[Start DATA RECORDS]

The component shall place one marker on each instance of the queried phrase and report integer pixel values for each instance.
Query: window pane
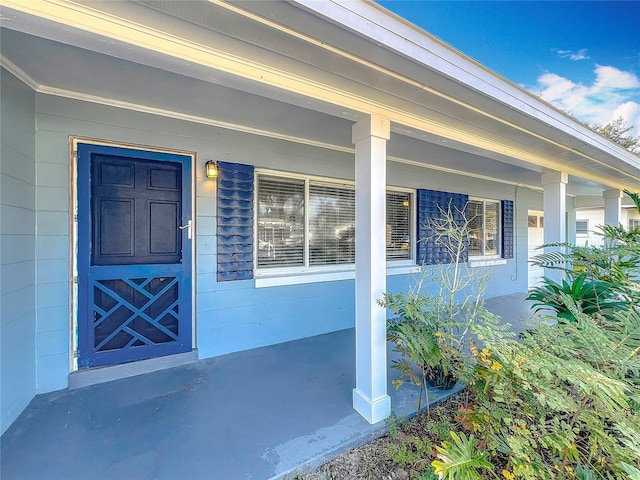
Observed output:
(491, 224)
(280, 222)
(582, 227)
(332, 212)
(398, 226)
(475, 216)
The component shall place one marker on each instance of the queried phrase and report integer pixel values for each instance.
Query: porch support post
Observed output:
(555, 215)
(370, 397)
(612, 206)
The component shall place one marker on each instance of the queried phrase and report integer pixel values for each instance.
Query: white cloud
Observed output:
(571, 55)
(614, 93)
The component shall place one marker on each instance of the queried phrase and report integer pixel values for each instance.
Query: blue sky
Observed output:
(583, 57)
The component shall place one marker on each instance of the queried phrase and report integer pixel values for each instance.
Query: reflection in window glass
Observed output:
(294, 232)
(332, 223)
(280, 222)
(582, 227)
(484, 227)
(398, 226)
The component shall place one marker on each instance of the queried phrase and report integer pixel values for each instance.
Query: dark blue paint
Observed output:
(235, 222)
(429, 205)
(507, 228)
(159, 301)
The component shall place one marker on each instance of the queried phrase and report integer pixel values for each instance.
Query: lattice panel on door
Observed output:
(135, 312)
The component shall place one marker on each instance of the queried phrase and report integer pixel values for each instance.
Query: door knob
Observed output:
(188, 227)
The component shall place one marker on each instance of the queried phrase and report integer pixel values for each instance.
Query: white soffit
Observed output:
(254, 52)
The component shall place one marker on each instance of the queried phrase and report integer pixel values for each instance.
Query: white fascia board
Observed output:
(395, 33)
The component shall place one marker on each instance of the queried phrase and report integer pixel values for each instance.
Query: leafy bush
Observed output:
(563, 402)
(430, 331)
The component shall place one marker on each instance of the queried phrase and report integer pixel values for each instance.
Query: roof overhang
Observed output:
(315, 66)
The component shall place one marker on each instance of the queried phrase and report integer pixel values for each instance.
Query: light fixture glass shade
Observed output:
(211, 169)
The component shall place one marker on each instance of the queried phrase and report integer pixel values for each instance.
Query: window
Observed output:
(307, 222)
(484, 227)
(398, 225)
(582, 227)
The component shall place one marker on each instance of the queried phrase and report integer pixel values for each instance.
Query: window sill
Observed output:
(486, 262)
(280, 279)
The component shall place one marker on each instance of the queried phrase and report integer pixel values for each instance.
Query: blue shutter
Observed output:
(507, 228)
(429, 203)
(235, 222)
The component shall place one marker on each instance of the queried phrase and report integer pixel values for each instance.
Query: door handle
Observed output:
(188, 227)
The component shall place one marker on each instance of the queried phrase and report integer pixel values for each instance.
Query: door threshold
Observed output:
(93, 376)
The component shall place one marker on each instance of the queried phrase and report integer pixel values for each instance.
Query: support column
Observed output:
(612, 206)
(370, 397)
(555, 215)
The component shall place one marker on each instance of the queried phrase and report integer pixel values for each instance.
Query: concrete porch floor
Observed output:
(259, 414)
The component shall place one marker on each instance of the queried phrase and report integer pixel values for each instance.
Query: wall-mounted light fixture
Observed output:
(211, 169)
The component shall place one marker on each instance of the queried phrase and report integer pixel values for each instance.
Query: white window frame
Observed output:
(291, 275)
(582, 233)
(479, 260)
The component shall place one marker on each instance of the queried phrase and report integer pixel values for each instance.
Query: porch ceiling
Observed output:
(296, 71)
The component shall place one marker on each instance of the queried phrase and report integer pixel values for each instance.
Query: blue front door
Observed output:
(134, 254)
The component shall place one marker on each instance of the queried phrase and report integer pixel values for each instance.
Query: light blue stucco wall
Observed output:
(230, 316)
(17, 248)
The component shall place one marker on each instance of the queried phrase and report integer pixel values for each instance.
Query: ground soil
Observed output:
(405, 453)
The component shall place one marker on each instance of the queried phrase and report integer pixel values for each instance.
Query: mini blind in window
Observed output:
(281, 222)
(398, 236)
(475, 214)
(484, 227)
(582, 227)
(331, 224)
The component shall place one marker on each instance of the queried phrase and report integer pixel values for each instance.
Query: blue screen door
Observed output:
(134, 254)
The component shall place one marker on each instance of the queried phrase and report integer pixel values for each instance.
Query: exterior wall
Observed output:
(595, 217)
(232, 315)
(17, 249)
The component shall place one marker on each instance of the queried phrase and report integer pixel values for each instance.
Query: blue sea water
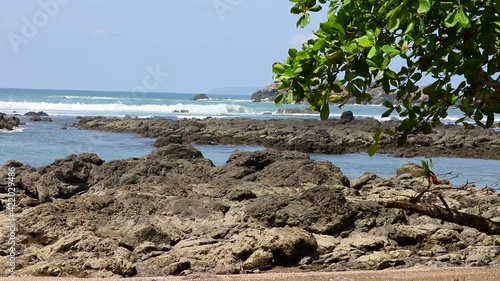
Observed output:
(40, 144)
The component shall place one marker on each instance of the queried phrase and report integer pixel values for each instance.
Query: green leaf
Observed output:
(332, 27)
(377, 134)
(278, 68)
(390, 50)
(426, 128)
(319, 44)
(325, 111)
(336, 98)
(279, 99)
(372, 149)
(423, 6)
(373, 52)
(388, 104)
(303, 20)
(462, 18)
(387, 113)
(315, 8)
(289, 97)
(365, 41)
(451, 19)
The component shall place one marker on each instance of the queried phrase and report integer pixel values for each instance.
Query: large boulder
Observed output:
(267, 94)
(39, 113)
(8, 122)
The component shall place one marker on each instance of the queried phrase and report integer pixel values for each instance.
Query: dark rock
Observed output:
(259, 259)
(178, 267)
(268, 94)
(347, 116)
(412, 169)
(241, 195)
(62, 179)
(296, 111)
(8, 122)
(311, 136)
(164, 141)
(390, 263)
(200, 97)
(177, 151)
(363, 180)
(39, 113)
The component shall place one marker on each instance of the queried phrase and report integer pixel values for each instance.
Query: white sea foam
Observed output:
(121, 108)
(14, 130)
(87, 97)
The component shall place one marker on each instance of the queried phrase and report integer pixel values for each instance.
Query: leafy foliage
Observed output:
(354, 48)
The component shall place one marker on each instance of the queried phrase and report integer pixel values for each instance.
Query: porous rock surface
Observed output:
(174, 212)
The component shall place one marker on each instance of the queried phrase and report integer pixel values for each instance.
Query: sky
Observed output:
(187, 46)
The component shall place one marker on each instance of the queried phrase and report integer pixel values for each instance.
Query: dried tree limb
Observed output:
(484, 225)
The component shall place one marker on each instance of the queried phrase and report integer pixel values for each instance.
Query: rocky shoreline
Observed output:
(173, 212)
(308, 135)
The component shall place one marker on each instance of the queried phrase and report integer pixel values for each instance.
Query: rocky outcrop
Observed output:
(173, 213)
(267, 94)
(8, 122)
(39, 113)
(296, 110)
(37, 118)
(307, 135)
(200, 97)
(378, 96)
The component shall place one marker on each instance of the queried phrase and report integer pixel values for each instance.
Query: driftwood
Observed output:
(484, 225)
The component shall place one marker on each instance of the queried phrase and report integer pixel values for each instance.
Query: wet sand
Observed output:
(414, 274)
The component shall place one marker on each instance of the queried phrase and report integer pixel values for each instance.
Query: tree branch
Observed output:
(484, 225)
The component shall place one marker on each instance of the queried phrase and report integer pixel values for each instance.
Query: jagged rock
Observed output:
(37, 118)
(346, 116)
(266, 94)
(39, 113)
(411, 168)
(259, 259)
(178, 267)
(173, 212)
(8, 122)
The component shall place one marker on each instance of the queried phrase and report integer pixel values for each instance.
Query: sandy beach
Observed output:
(413, 274)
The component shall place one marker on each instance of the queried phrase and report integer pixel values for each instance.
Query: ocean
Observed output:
(39, 144)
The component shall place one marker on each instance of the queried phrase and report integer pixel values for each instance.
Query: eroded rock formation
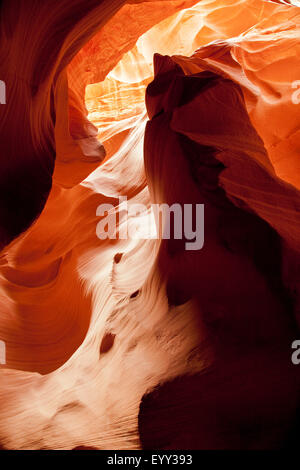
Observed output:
(101, 334)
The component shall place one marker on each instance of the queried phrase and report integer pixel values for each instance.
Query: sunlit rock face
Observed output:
(162, 102)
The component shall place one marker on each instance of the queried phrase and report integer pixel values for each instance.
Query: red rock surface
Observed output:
(206, 333)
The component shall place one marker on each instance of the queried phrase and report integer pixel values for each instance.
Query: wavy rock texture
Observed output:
(104, 337)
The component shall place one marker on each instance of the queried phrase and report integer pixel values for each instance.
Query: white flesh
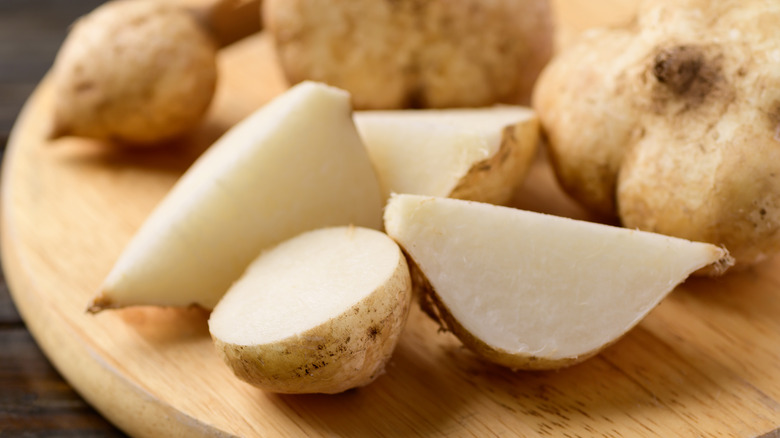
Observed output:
(294, 165)
(303, 283)
(539, 285)
(427, 152)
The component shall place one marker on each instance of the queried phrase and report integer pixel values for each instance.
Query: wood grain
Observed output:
(706, 362)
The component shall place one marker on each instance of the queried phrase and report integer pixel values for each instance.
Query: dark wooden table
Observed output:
(34, 399)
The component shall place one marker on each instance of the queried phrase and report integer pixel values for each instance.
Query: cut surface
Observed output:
(319, 313)
(296, 164)
(534, 285)
(429, 152)
(303, 283)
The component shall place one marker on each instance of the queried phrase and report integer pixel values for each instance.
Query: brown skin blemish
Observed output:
(373, 331)
(773, 116)
(686, 72)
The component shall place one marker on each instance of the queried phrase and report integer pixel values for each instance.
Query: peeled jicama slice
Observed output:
(530, 290)
(321, 312)
(294, 165)
(481, 154)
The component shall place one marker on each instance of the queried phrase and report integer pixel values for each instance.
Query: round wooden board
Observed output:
(706, 362)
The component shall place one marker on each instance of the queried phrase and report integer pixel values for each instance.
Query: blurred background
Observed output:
(34, 400)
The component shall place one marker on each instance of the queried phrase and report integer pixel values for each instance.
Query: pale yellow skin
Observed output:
(137, 72)
(495, 179)
(673, 124)
(346, 352)
(438, 311)
(413, 54)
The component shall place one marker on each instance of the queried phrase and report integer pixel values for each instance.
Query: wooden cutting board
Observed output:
(706, 362)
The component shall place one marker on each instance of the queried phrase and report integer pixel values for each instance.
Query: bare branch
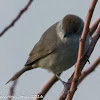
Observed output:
(11, 90)
(89, 70)
(94, 27)
(16, 19)
(47, 86)
(80, 64)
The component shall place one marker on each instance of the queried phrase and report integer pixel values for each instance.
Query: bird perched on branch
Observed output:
(57, 49)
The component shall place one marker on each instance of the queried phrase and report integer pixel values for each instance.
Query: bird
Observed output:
(57, 49)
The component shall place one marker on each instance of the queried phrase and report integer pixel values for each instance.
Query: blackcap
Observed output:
(57, 49)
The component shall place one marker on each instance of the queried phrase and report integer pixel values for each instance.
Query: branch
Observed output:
(47, 86)
(16, 19)
(89, 70)
(94, 27)
(80, 64)
(11, 90)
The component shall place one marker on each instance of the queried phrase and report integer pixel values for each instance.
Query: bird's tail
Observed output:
(19, 73)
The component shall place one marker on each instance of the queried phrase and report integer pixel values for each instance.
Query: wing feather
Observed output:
(46, 45)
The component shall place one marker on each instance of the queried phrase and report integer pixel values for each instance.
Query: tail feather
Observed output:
(18, 74)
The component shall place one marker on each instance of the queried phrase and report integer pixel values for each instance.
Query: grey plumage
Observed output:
(57, 49)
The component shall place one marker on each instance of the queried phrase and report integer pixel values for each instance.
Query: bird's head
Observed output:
(70, 25)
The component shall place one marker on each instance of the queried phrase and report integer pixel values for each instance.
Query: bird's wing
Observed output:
(46, 45)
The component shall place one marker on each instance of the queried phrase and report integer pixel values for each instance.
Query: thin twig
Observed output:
(89, 70)
(16, 19)
(94, 27)
(11, 90)
(47, 86)
(80, 64)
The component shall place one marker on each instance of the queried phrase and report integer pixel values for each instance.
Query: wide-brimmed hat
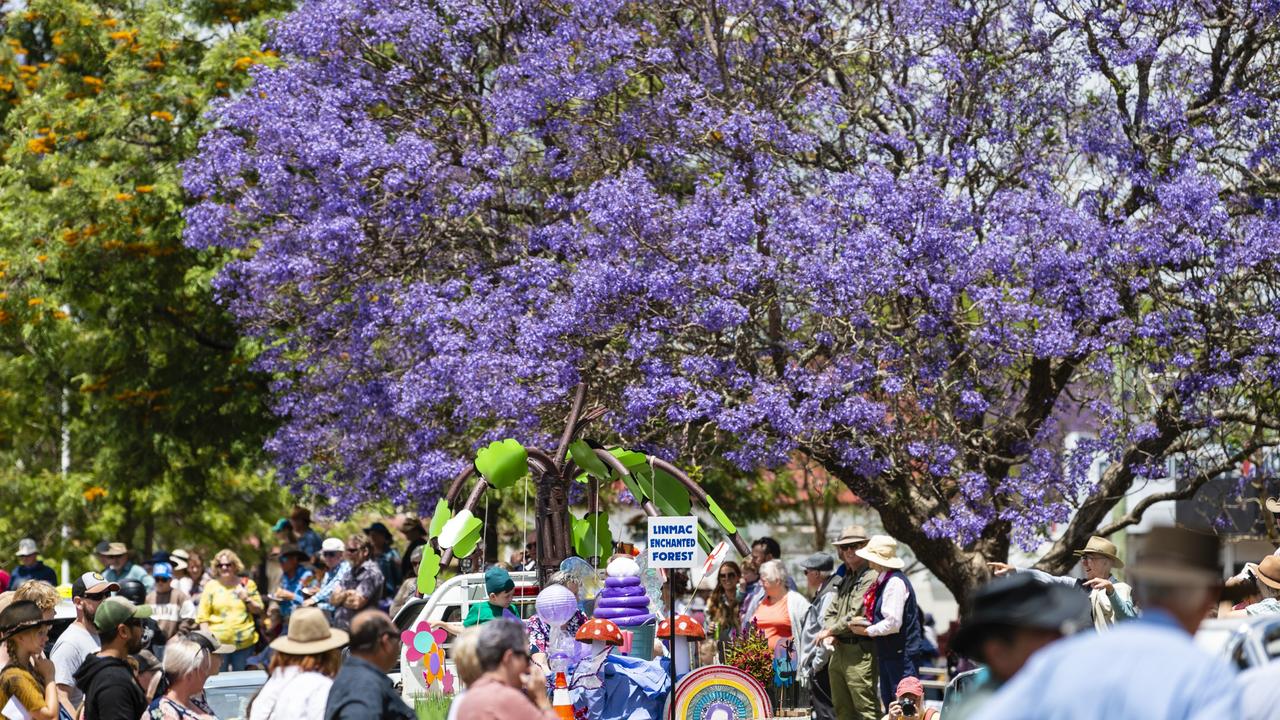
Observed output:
(310, 634)
(1267, 572)
(1104, 547)
(851, 534)
(881, 550)
(1178, 556)
(1020, 601)
(21, 616)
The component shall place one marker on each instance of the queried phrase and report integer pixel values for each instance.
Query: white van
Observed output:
(451, 602)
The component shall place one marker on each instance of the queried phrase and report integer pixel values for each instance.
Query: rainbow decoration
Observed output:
(718, 692)
(424, 642)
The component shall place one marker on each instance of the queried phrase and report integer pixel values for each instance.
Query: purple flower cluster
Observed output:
(755, 227)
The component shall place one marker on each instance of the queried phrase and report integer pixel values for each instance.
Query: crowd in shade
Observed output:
(147, 637)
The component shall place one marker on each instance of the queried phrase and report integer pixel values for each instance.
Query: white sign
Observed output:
(673, 542)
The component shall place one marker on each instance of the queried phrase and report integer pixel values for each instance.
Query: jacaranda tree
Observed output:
(906, 238)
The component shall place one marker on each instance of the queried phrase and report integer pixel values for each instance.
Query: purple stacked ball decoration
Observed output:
(624, 598)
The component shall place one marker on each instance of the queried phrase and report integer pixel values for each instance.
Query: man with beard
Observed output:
(106, 679)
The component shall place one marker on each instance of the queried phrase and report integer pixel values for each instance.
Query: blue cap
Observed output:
(496, 579)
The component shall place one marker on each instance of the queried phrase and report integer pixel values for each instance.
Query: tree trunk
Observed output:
(553, 529)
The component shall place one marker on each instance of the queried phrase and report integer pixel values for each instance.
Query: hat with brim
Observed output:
(1020, 601)
(21, 616)
(1267, 572)
(1104, 547)
(881, 550)
(1178, 556)
(310, 634)
(851, 534)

[End DATA RECORDS]

§ **GIVEN PROBLEM**: Please count the lines in the rows above that contain the string "door", matching case exactly. Reply with the number alone.

§ **EXPECTED ANSWER**: 6